What is required | Would you transcribe the listing that follows, character for character, and omit its images?

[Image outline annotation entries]
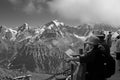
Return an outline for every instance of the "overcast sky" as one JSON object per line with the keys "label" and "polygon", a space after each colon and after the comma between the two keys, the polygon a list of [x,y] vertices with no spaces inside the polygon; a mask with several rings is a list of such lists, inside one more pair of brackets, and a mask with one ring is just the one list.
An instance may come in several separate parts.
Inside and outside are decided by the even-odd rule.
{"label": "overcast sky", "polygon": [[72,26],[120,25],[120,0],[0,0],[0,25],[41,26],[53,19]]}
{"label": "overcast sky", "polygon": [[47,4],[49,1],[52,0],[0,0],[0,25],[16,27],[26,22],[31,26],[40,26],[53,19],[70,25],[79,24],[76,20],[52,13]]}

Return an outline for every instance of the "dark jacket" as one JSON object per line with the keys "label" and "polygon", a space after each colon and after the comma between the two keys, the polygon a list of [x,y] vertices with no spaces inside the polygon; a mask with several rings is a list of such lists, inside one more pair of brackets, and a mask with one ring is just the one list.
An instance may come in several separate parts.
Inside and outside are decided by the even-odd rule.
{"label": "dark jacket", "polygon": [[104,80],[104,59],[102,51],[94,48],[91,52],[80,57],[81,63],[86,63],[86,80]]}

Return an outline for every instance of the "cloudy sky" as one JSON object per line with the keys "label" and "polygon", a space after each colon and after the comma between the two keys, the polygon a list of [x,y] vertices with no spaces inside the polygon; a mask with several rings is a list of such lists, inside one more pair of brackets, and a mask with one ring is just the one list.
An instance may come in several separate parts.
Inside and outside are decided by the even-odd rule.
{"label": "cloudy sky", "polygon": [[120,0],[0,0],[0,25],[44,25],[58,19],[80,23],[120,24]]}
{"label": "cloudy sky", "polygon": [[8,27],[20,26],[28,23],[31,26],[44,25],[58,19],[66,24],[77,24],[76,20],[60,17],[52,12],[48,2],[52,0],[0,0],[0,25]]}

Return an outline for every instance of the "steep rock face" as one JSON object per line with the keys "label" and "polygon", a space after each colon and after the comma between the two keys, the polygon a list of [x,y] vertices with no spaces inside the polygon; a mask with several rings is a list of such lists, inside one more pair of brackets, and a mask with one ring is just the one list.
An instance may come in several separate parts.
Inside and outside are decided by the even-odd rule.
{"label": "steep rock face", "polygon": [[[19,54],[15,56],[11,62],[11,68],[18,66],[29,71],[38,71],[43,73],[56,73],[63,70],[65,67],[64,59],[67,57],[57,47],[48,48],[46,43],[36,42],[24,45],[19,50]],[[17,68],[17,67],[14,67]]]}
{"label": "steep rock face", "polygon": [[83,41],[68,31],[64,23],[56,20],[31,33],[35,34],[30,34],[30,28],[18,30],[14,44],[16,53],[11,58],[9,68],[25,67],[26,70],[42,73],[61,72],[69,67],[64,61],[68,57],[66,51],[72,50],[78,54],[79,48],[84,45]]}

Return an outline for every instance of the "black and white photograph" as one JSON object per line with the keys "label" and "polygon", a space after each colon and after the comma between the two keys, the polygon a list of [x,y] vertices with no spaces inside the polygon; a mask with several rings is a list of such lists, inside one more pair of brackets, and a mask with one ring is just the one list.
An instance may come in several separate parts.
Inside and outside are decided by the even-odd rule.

Written answer |
Return an outline for every instance of the "overcast sky" as one JSON object per line with the keys "label" and "polygon", a space after each colon and after the comma between the two keys, the polygon a list of [x,y] vertices with no spaces inside the polygon; a mask with several rings is a list of such lists, inside one more pair of brackets, and a mask with one ring is just the one list.
An instance may come in several separate parts.
Inside and outside are decided by the even-odd rule.
{"label": "overcast sky", "polygon": [[72,26],[120,25],[120,0],[0,0],[0,25],[41,26],[53,19]]}
{"label": "overcast sky", "polygon": [[47,4],[49,1],[52,0],[0,0],[0,25],[16,27],[26,22],[31,26],[40,26],[53,19],[70,25],[79,24],[76,20],[52,13]]}

Return an outline for every instance of the "dark jacket" as one JSON object per line with the keys "label" and "polygon", a space after each colon and after the comma between the two keys, the polygon a list of [x,y] vertices with no spaces inside the polygon; a mask with several rings is a list of such lists, inside one more pair of brackets, and a mask with one ring is just the one list.
An instance may come in several separate parts.
Inside and outside are decided by the even-odd rule.
{"label": "dark jacket", "polygon": [[104,80],[104,59],[102,51],[94,48],[91,52],[80,57],[81,63],[86,63],[86,80]]}

Return an outline for every instance of the "cloudy sky" as one JSON object per line with the keys "label" and "polygon", a space after each colon and after the comma between the two keys, the polygon a list of [x,y] vertices with no spaces inside the polygon; a mask with several rings is a list of such lists, inside one more pair of brackets, and a mask with one ring is just the one list.
An instance may come in several separate parts.
Inside and outside are decided by the even-odd rule.
{"label": "cloudy sky", "polygon": [[120,0],[0,0],[0,25],[44,25],[58,19],[80,23],[120,24]]}
{"label": "cloudy sky", "polygon": [[8,27],[20,26],[28,23],[31,26],[44,25],[58,19],[66,24],[77,24],[76,20],[60,17],[52,12],[48,2],[52,0],[0,0],[0,25]]}

Return an outline for every instance of the "steep rock face" as one JSON object per line with the keys "label" and "polygon", a space after each colon and after the comma between the two keys, the polygon a list of [x,y] vertices with no spaces inside the polygon; a mask with several rings is a list of such lists, inside one more pair of brackets, and a mask with one ring is just the one list.
An instance may come in several separate parts.
Inside and outside are decided by the even-odd rule.
{"label": "steep rock face", "polygon": [[[19,54],[15,56],[11,62],[11,68],[18,66],[29,71],[38,71],[43,73],[56,73],[63,70],[65,67],[64,59],[67,57],[57,47],[48,48],[46,43],[36,42],[24,45],[19,50]],[[17,68],[17,67],[14,67]]]}
{"label": "steep rock face", "polygon": [[83,41],[68,31],[64,23],[56,20],[31,33],[35,34],[30,34],[30,28],[18,30],[14,44],[16,53],[11,58],[9,68],[25,67],[26,70],[42,73],[61,72],[69,67],[64,61],[68,57],[66,51],[72,50],[78,54],[79,48],[84,45]]}

Return an outline for every instance of the "black and white photograph" as one JSON object per line with the keys "label" and "polygon", a space after each colon and after the comma between the two keys, the polygon a list of [x,y] vertices with no spaces inside the polygon; a mask with several rings is a list of such lists, inside one more pair of brackets, and a mask with one ring is just the one list.
An instance may come in several separate parts.
Inside and outside are decided by the even-odd rule.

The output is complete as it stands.